• _PROBLEM TO SOLVE_: Set down, exactly as written, the lines from the line holding "[spot] the bus" to the end of the data, inclusive, skipping any pictures.

• _EXTRACTED ENTRIES_:
----------------------------------------
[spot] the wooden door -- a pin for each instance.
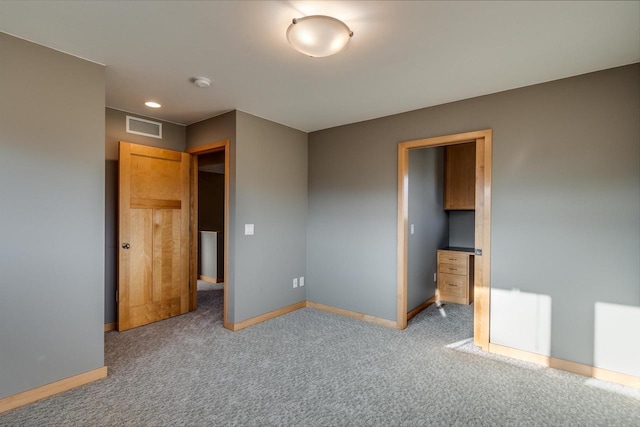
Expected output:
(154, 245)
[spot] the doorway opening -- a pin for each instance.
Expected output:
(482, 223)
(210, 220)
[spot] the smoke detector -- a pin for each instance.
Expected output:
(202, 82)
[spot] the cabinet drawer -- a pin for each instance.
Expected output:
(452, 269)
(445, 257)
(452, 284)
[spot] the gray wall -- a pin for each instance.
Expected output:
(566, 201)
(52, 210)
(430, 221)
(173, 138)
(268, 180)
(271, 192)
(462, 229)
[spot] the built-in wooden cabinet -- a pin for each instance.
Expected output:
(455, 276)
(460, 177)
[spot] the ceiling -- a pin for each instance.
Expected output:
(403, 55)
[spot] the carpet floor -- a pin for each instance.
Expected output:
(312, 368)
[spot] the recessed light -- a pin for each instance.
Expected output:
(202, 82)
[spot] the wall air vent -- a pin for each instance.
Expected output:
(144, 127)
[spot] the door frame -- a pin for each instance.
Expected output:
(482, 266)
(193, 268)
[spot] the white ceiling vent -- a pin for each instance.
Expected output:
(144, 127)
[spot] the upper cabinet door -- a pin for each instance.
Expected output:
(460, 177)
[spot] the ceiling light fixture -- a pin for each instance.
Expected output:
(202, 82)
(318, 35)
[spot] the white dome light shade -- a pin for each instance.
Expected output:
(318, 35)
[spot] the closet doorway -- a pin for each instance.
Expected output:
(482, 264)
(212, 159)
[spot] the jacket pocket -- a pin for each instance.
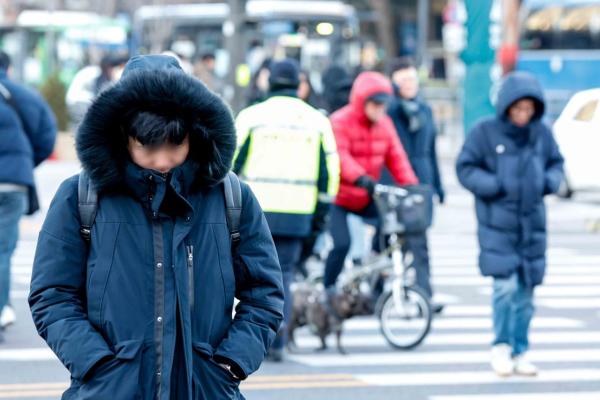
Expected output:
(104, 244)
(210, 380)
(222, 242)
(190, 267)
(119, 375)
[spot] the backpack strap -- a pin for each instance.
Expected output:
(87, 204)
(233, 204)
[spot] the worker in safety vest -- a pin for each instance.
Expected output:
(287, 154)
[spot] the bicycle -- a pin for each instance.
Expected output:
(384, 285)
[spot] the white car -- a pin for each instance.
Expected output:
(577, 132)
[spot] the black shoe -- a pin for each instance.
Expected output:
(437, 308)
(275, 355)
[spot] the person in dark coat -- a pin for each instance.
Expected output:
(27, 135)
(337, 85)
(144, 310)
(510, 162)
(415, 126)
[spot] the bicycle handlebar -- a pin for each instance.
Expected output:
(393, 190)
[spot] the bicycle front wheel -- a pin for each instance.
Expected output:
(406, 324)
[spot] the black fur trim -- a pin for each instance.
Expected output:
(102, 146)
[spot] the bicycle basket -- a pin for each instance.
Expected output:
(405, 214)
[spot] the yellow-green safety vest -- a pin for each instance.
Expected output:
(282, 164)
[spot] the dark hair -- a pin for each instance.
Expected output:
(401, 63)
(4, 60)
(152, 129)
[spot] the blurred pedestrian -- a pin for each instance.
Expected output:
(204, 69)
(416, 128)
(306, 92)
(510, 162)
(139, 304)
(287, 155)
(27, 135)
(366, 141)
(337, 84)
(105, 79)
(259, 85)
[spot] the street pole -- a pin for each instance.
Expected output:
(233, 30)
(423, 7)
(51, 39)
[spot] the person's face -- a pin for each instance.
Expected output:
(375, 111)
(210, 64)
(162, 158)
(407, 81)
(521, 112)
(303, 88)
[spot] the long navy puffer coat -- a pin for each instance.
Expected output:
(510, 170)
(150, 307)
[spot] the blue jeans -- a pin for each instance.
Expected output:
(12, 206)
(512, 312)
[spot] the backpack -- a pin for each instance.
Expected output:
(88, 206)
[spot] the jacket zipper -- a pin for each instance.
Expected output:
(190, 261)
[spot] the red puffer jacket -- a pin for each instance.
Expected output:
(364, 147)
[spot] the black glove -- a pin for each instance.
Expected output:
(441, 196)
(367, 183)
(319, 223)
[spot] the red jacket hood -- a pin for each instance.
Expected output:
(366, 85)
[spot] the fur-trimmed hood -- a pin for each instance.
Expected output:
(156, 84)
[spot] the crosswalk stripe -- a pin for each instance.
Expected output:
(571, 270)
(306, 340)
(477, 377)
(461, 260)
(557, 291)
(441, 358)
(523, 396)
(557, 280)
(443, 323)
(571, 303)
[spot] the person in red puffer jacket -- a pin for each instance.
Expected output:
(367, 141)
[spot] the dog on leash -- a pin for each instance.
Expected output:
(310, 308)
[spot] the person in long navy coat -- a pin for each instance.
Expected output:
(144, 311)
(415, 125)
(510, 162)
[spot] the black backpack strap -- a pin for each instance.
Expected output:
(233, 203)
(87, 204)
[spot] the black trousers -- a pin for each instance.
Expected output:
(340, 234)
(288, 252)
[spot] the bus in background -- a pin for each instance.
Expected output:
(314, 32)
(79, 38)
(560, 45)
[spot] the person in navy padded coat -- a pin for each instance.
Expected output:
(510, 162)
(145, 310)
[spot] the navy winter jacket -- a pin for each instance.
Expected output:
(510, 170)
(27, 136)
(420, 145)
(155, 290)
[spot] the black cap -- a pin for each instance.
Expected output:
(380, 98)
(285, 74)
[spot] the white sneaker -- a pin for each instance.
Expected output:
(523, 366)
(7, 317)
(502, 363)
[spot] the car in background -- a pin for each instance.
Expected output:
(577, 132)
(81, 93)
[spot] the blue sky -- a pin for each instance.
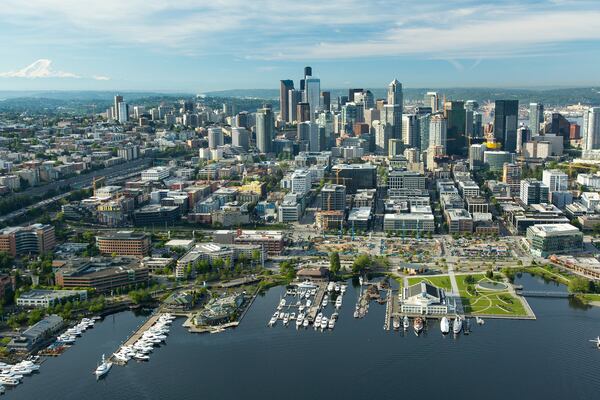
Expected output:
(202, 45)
----------------------------------------
• _WRITTEN SOLUTION_:
[spot] the bus in background -- a pin for each instance.
Expected output:
(314, 32)
(79, 38)
(560, 45)
[spot] the person in navy padded coat -- a pin for each instance.
Expected output:
(510, 162)
(145, 310)
[spot] the navy winter jacket -- a pin for each instance.
Expected output:
(510, 170)
(27, 136)
(420, 145)
(155, 290)
[spot] the black cap -- a pin for each instance.
Expected output:
(380, 98)
(285, 74)
[spot] the white sneaker -- a pin for each instance.
Expected output:
(523, 366)
(7, 317)
(502, 363)
[spot] the car in background -- a pin for each instance.
Expected output:
(577, 132)
(81, 93)
[spot] the blue sky -- a pin for each instance.
Expected output:
(202, 45)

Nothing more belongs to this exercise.